(Items from a data source)
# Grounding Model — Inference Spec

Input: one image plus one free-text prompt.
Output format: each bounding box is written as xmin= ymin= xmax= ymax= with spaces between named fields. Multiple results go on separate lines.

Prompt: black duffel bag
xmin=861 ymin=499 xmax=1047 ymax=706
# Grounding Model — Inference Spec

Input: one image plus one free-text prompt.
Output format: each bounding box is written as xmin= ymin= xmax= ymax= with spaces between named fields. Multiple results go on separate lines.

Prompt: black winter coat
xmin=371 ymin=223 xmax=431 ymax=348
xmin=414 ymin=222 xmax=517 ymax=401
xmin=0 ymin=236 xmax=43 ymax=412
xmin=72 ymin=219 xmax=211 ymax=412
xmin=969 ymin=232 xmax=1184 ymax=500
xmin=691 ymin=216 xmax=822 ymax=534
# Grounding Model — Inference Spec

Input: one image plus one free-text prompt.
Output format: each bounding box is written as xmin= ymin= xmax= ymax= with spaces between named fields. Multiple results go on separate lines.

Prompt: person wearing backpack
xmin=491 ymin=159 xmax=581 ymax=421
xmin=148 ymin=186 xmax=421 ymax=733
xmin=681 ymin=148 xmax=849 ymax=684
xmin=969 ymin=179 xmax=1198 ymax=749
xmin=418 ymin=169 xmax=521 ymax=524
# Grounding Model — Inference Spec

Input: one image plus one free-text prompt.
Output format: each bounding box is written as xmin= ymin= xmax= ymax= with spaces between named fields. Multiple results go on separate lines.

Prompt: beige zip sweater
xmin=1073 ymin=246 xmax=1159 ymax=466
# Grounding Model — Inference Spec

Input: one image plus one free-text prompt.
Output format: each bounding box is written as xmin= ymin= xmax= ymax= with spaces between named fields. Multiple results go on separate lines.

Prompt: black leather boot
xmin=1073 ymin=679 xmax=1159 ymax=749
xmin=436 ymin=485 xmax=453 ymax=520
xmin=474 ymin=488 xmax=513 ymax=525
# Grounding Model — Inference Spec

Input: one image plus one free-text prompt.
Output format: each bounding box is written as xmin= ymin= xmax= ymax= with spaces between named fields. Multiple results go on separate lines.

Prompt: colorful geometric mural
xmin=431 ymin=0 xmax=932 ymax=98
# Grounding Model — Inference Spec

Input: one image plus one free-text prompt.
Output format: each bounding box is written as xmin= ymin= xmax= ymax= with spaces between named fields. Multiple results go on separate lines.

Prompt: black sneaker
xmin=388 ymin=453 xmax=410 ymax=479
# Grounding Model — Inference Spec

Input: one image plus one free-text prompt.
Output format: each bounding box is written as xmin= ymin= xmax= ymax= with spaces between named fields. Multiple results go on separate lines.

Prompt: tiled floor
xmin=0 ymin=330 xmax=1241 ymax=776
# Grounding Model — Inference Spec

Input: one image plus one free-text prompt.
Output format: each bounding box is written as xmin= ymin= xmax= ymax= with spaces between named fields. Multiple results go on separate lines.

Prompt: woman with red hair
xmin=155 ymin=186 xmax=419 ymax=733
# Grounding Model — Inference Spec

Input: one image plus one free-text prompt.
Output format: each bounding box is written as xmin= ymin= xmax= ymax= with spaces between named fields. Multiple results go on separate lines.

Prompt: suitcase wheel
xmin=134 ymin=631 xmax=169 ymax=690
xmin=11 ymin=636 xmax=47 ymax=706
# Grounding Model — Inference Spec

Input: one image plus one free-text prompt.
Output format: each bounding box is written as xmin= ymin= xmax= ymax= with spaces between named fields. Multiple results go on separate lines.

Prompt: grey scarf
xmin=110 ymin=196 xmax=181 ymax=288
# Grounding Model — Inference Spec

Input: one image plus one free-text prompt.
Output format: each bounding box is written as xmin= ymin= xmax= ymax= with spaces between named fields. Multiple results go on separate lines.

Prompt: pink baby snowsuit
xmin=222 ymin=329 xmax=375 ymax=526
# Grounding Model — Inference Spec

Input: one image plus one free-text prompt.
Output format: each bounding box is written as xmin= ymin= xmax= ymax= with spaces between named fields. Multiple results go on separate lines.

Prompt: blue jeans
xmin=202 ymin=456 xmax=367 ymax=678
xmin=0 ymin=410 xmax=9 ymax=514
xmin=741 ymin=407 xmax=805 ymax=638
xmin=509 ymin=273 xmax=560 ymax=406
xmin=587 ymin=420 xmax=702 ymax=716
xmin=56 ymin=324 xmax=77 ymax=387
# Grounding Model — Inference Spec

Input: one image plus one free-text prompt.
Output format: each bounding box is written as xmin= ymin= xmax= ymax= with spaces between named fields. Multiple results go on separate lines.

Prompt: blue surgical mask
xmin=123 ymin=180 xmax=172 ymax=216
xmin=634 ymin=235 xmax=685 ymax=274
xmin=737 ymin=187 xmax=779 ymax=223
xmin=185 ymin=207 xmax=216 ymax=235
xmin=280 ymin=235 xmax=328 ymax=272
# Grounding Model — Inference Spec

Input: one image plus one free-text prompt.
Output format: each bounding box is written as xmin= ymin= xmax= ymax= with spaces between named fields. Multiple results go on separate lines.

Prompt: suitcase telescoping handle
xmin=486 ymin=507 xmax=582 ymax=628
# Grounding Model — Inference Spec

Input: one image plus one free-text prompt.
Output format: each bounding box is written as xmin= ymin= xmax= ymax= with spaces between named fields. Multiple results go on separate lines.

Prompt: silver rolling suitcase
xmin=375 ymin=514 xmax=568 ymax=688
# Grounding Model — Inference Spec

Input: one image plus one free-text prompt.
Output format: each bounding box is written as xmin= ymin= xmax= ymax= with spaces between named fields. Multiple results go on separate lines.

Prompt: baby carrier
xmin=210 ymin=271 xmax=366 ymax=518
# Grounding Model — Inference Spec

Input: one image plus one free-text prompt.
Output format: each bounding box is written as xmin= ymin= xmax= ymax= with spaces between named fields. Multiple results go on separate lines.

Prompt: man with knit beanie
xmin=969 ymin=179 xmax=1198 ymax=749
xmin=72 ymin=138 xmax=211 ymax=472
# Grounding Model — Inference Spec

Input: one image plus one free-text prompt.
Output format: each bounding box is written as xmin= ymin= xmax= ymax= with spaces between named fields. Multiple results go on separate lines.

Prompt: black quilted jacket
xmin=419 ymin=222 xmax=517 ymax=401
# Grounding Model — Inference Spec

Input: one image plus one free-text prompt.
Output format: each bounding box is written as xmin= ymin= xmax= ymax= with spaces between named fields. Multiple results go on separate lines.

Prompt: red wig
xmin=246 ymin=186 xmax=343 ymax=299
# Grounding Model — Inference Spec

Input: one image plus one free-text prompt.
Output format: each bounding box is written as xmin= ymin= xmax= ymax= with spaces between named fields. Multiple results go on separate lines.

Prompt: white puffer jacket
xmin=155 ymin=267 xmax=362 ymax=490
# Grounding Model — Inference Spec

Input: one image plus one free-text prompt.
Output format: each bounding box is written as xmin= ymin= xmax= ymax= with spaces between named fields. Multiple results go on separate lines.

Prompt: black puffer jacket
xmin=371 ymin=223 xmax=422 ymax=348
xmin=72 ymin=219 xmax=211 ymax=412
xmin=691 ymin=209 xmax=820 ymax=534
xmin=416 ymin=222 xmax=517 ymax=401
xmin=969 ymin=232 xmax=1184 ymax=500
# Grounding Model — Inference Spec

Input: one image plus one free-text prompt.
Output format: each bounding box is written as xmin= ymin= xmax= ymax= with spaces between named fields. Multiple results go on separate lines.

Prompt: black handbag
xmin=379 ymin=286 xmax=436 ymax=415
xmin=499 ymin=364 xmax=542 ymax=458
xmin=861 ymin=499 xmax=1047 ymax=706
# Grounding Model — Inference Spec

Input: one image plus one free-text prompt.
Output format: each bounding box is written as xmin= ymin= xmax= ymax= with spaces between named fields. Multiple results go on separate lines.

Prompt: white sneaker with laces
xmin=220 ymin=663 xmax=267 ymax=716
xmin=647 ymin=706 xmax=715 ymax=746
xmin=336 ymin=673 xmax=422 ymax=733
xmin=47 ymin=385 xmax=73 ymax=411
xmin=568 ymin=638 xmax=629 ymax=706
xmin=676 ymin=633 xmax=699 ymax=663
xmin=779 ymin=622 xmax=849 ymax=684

-- Instructions to follow --
Pull out every line of the data that contains the word "puffer", and copy each one as it appears.

-- Task result --
Prompt: white puffer jacket
Prompt: black puffer jacket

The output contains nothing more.